§ Activity
The answer must be every line from the listing that holds the string "Mark".

§ Dataset entries

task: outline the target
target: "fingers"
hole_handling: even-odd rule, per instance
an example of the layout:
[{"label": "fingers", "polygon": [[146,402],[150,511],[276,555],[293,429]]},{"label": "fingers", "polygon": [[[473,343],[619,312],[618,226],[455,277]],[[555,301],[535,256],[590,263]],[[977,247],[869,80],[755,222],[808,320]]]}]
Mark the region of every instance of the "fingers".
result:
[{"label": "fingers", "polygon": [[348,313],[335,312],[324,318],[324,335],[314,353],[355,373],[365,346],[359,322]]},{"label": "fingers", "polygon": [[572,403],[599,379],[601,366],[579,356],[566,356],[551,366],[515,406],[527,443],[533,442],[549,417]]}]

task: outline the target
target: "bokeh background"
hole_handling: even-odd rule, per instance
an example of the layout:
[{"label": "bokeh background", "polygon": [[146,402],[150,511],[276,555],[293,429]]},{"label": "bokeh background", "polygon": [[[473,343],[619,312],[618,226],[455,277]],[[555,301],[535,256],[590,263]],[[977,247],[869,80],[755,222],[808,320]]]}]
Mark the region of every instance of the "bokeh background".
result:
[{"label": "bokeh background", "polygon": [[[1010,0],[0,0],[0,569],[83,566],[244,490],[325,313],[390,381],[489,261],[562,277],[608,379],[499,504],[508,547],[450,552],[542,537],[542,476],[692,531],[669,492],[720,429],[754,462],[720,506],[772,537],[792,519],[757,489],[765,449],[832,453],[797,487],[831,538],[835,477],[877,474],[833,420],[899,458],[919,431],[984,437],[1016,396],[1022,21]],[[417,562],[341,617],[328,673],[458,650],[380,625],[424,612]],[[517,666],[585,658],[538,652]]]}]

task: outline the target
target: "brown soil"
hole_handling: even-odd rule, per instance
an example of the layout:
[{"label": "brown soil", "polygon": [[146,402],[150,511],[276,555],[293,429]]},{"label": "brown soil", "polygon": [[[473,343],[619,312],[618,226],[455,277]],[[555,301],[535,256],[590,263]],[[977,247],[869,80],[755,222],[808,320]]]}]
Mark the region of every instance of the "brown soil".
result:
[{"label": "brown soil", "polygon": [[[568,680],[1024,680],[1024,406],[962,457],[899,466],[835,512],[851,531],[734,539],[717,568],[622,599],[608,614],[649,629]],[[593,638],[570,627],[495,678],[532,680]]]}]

§ Reply
Mark the region of every instance of the "fingers".
Mark the region of every instance of the "bokeh background".
Mark the region of every instance of the "brown soil".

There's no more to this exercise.